What does the money buy?
One should keep in mind, too, that
western economies performed magnificently in the post-World
War II period when executive compensation was a relatively
low multiple of the average wage and when, at the same time,
the marginal tax rate on upper incomes, including corporate
executive incomes, was quite high.
The escalation of these pay
packages, in sum, took place by a very bureaucratic process
within an entrenched bureaucracy, protected ideologically
just as surely as commissars were ideologically protected in
the old Soviet Union.
The New Bureaucracy also documented
variants of this entrenched, self-inflating process among
investment banks, institutional investors, stock-exchange
communities, a rampant, often self-feeding
mergers-and-acquisitions bureaucracy, associated law firms
and consultants, commodity traders, and advertising and
marketing cadres.
It was inevitable that this would
eventually have repercussions in the public sector.
Executives of major crown corporations, for example, began
making invidious comparison with their peers in
private-sector corporations. Something had to give. In B.C.
and across the country, compensation for crown corporation
executives was pushed up. The same went for deputy ministers
and others with executive responsibility like health
authority managers and hospital administrators although,
again, they had all previously been well paid by most
people's standards.
Conservative spendthrifts
Ironically, but logically,
anti-public-sector, right-wing governments rather than
left-wing governments have most radically pumped up those
public-sector compensation packages. In their minds, the
closer crown corporations and other agencies are to
private-sector corporations, the better, and that includes
the way executives and directors are rewarded. Right-wing
governments, in this way, are ideologically compelled to
inflate public-agency executive and board compensation.
Consider the pay of the chair of the
BC Securities Commission, Doug Hyndman, whose largesse was
in the news last year. He was earning $511,000 at the time,
a 370 per cent increase since 1998. The earnings of those
immediately under him had been similarly inflated. When
Hyndman's pay was questioned, a BCSC spokesperson pointed
out that his counterparts in Alberta and Ontario had earned
$698,000 and $652,000 respectively.
The press fingered the ability of
the commission to set its own compensation levels as the
problem, but the government could always have reined in that
ability. The latitude given to BCSC, however, parallels the
ability of corporate boards to set compensation and indulge
their executives. The main, underlying reason for such
extravagant pay is that BCSC is as close to the
ideologically sanctified corporate world as it can be
without formally being in that world, so that world's norms
and benchmarks set the frame.
Blain's big cheque
It's the same reason that Larry
Blain, the head of Partnerships BC, has been raking in
$500,000, twice what a deputy minister is paid, for what
amounts to a public relations job. Partnerships BC interacts
with the private-sector corporations and is premised on
private-sector corporate ideology. Paying Blain a more
reasonable rate would undermine that premise. And Blain's
compensation, unlike Hyndman's, is set by cabinet directly.
People wonder with amazement how
such compensation comes about and how its beneficiaries
continue to get away with it. A government that sees the
corporate model as ideal is going to insist on such
extravagance, viewing it as approximating how free
enterprise works -- an unqualified good -- and hence
business enlightenment rather than extravagance.

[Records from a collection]
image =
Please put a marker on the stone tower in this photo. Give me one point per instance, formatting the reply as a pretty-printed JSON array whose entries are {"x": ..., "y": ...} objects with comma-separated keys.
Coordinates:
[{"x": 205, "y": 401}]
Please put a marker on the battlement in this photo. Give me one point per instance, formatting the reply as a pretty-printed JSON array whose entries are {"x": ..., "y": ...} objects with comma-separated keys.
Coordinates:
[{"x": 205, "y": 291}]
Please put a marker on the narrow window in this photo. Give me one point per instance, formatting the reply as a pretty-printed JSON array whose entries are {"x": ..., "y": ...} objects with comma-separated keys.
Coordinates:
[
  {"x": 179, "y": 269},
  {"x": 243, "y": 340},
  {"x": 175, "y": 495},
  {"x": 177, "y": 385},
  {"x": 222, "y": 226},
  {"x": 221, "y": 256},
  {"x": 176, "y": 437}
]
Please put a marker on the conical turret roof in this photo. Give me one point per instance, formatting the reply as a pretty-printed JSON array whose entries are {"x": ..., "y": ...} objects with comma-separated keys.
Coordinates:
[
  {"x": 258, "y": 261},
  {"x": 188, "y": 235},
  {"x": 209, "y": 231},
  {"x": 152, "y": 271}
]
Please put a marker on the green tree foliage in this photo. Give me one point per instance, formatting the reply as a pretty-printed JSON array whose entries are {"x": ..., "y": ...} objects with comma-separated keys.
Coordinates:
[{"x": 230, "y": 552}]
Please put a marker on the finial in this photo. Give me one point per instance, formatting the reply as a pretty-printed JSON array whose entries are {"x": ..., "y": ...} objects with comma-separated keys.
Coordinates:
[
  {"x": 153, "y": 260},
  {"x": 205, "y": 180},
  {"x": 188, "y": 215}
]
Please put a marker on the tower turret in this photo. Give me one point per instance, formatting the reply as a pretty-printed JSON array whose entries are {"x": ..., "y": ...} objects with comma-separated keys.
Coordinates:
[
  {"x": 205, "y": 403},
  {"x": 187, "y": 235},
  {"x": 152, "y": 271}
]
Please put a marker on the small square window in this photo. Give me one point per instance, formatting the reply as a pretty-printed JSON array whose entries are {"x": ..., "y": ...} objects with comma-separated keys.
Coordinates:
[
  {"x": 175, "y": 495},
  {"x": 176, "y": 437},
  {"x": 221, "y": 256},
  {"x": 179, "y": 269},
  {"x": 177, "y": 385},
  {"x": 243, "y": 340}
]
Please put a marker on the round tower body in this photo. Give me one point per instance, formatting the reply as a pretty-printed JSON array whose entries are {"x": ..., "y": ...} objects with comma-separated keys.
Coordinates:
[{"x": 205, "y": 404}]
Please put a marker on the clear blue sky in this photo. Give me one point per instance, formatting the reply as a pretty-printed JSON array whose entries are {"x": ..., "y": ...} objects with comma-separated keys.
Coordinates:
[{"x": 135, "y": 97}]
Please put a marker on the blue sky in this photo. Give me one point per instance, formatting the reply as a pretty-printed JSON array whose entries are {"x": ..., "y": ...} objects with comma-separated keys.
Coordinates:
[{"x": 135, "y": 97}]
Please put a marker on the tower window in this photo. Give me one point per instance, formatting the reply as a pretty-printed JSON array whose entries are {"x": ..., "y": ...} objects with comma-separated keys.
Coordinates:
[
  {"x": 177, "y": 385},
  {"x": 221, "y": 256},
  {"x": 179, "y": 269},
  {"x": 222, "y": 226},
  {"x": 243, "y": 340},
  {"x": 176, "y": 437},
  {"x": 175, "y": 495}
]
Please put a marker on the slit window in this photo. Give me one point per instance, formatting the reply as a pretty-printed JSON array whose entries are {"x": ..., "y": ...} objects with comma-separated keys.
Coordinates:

* **PROBLEMS TO SOLVE**:
1/ Answer these from the text on executive pay:
(a) What was Doug Hyndman earning at the time his pay was in the news?
(b) Who sets Larry Blain's compensation?
(c) Which kind of governments does the text say have most radically pumped up public-sector compensation packages?
2/ Render this sentence from the text on executive pay in Spanish: "Partnerships BC interacts with the private-sector corporations and is premised on private-sector corporate ideology."
3/ Please reproduce everything from "People wonder with" down to "rather than extravagance." in the text on executive pay.

* **ANSWERS BY ITEM NUMBER**:
1/
(a) $511,000
(b) Cabinet, directly
(c) Anti-public-sector, right-wing governments

2/ Partnerships BC interactúa con las corporaciones del sector privado y se basa en la ideología corporativa del sector privado.

3/
People wonder with amazement how
such compensation comes about and how its beneficiaries
continue to get away with it. A government that sees the
corporate model as ideal is going to insist on such
extravagance, viewing it as approximating how free
enterprise works -- an unqualified good -- and hence
business enlightenment rather than extravagance.